Data for this exercise:
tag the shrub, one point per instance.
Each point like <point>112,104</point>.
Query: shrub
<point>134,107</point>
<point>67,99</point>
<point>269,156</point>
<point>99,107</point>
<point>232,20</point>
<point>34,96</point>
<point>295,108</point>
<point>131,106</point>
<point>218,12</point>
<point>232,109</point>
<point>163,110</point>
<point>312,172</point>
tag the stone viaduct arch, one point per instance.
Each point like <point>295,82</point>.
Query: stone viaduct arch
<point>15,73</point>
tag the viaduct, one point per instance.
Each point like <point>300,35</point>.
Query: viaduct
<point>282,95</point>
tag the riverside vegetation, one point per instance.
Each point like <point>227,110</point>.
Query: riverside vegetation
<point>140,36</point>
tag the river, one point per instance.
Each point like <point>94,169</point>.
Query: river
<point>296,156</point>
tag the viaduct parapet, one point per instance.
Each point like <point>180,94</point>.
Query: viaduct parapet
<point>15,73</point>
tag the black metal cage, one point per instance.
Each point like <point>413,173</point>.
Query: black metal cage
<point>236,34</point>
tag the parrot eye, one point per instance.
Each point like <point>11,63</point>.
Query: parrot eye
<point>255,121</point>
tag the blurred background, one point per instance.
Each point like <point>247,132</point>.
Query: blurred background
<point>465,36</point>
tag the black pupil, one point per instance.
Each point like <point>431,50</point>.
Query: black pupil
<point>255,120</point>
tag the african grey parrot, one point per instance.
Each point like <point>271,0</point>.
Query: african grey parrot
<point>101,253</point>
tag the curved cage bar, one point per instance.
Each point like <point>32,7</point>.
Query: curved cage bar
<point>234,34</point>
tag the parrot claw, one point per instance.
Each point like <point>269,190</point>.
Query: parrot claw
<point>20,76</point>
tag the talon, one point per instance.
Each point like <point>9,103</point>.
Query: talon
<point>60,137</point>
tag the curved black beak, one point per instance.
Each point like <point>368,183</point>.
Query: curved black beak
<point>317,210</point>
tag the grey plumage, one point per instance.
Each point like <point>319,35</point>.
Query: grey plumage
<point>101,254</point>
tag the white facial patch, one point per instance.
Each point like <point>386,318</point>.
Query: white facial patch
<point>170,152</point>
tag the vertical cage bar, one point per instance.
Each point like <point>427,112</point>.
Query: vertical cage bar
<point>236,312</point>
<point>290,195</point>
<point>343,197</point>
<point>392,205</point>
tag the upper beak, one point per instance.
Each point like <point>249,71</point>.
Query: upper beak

Exercise instructions: Retype the entries above exactly, but only from the line containing "Each point like <point>300,35</point>." through the line containing "tag the african", both included.

Your response:
Each point like <point>300,35</point>.
Query: viaduct
<point>282,95</point>
tag the riverside vegetation, one point per instance.
Each point like <point>227,110</point>.
Query: riverside vegetation
<point>140,36</point>
tag the river, one point per instance.
Each point like <point>94,169</point>.
Query: river
<point>296,156</point>
tag the viaduct parapet, one point per instance.
Each point like <point>180,94</point>.
Query: viaduct parapet
<point>15,73</point>
tag the black metal cage, one point per instance.
Each point like <point>413,173</point>.
Query: black metal cage
<point>236,34</point>
tag the parrot eye, one point per instance.
Each point like <point>11,63</point>.
Query: parrot eye
<point>255,121</point>
tag the blurred background, one point per instance.
Each point like <point>247,132</point>.
Query: blurred background
<point>465,36</point>
tag the black pupil, one point per instance.
Each point like <point>431,50</point>.
Query: black pupil
<point>255,120</point>
tag the african grey parrot, one point per instance.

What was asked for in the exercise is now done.